**Aufgabenstellung:**
1. Schreiben Sie aus dem Testbericht zum Volvo EX30 den Abschnitt ab, der mit den Worten „Volvo EX30 Ultra“ beginnt und mit „sogar Neunelfer ab.“ endet.
2. Beantworten Sie zum Testbericht zum Volvo EX30 folgende Fragen:
(a) Welche zwei echten Tasten gibt es außer den Türgriffen im Innenraum?
(b) Wo wird die Geschwindigkeit angezeigt?
(c) Ab welchem Preis ist der EX30 zu haben?
3. Wie könnte der Testbericht zum Volvo EX30 weitergehen? Setzen Sie ihn im Anschluss an seinen letzten Satz fort.

**Textauszug:**
=-=-=-=-=

Volvo EX30 Ultra 2024 Test: Maximinimal
Kein Tachodisplay hinter dem Lenkrad, keine Lautsprecher in den Türen, keine Tasten in der ganzen Kabine. Der Volvo EX30 lebt das skandinavisch Minimalistische – mit vielen Vor- und wenigen Nachteilen. An der Ampel zieht er sogar Neunelfer ab.
Text: Patrick Aulehla | Fotos: Volvo
Die Reduktion auf das Wesentliche, oder über das Wesentliche hinaus? Das ist die allererste Frage, die der Volvo EX30 seinen Fahrern aufdrängt. Außer den Türgriffen findet man innen nur zwei echte Tasten – den Fensterheber links und den Fensterheber rechts. Alles andere ist in dem hübschen Bildschirm versteckt. Auch auf ein Tachodisplay verzichtet der EX30, die Geschwindigkeit wird links oben auf dem Infotainmentdisplay angezeigt. Und: Statt in den Türen ist eine zentrale Soundbar unter der Frontscheibe verbaut, die nicht den Klang, aber wie das bereits Genannte den Kabelsalat schmälert. Die Absicht dahinter ist CO2-Redukation, sagt Volvo, die umweltschonendsten Bauteile wären jene, die nicht eingebaut würden. Wahrscheinlich geht es auch ein bisschen ums Geld: Der EX30 ist ab 36.950 Euro zu haben, das ist um Längen günstiger als jedes vergleichbare Premium-Fabrikat. Dafür müssen die Produktionskosten niedrig gehalten werden.

=-=-=-=-=

**Bereitgestellte Daten:**
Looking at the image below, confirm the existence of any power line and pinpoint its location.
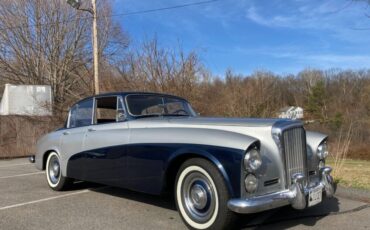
[0,0,219,31]
[112,0,219,16]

=-=-=-=-=

**Lösungen:**
1.
Volvo EX30 Ultra 2024 Test: Maximinimal
Kein Tachodisplay hinter dem Lenkrad, keine Lautsprecher in den Türen, keine Tasten in der ganzen Kabine. Der Volvo EX30 lebt das skandinavisch Minimalistische – mit vielen Vor- und wenigen Nachteilen. An der Ampel zieht er sogar Neunelfer ab.

2.
(a) Den Fensterheber links und den Fensterheber rechts.
(b) Links oben auf dem Infotainmentdisplay.
(c) Ab 36.950 Euro.

3.
Minimalismus mit aller Konsequenz
Dass das Rezept Minimalismus funktioniert, zeigt Tesla seit vielen Jahren. Das Model Y zum Beispiel geht weg wie warme Semmeln, Tacho und Tasten braucht es dafür nicht. Selbiges gilt für das Tesla Model 3. Volvo hat dieses Rezept übernommen, glücklicherweise aber nicht das Design: Der Innenraum des EX30 ist hübsch anzusehen, der Musk’sche eine lieblose Plastikwüste. Und trotzdem bleibt die Frage, ob das function follows form Prinzip für Autos wirklich taugt.
Soviel vorneweg: Ohne Einarbeitung wird man an den vielen Möglichkeiten scheitern. Zwar sind die wichtigsten Funktionen gleich auf dem Home-Bildschirm präsent, an deren Funktionsweise muss man sich aber gewöhnen. So sind zum Beispiel die Außenspiegel über den Bildschirm und die Lenkradtasten einzustellen, was neben Fingerspitzengefühl auch etwas Geduld erfordert. Ebenso ist die im unmittelbaren Blickfeld fehlende Geschwindigkeitsanzeige für alle außer Tesla-Fahrer neu, entgegen unserer Annahme aber kein ernsthaftes Übel. Nach einigen Tagen hat man den (Kopf-)Dreh heraus - eifrige Tempomatfahrer schauen sowieso kaum auf den Tacho. Dass sich ein Head Up Display nicht einmal in der Optionsliste findet, können wir trotzdem nicht nachvollziehen.
Bedienung: Gut, aber mit Luft nach oben
Dass nicht alles in letzter Konsequenz zu Ende gedacht wurde, lässt sich mit einem weiteren Beispiel untermauern: Die Seitenspiegel-Einstellung wäre grundsätzlich eine einmalige Sache – so oft wechselt der Fahrer eines Autos ja nicht. Allerdings fehlt dem EX30 eine Bordstein-Funktion (das automatische Absenken der Außenspiegel im Rückwärtsgang), was uns vor jedem Längsparken in das Untermenü zwang. Das gelingt bei eingelegtem Rückwärtsgang aber nicht, also nochmals in die Park-Stellung, dann Spiegel einstellen, dann parken, dann Spiegel wieder hoch - irgendwie glaubt man, man hätte das Autofahren verlernt. Wer sich traut, der kann sich natürlich nur auf die 360-Grad Kamera verlassen. Uns wär’s zu schade um die schönen 20-Zoll Felgen gewesen.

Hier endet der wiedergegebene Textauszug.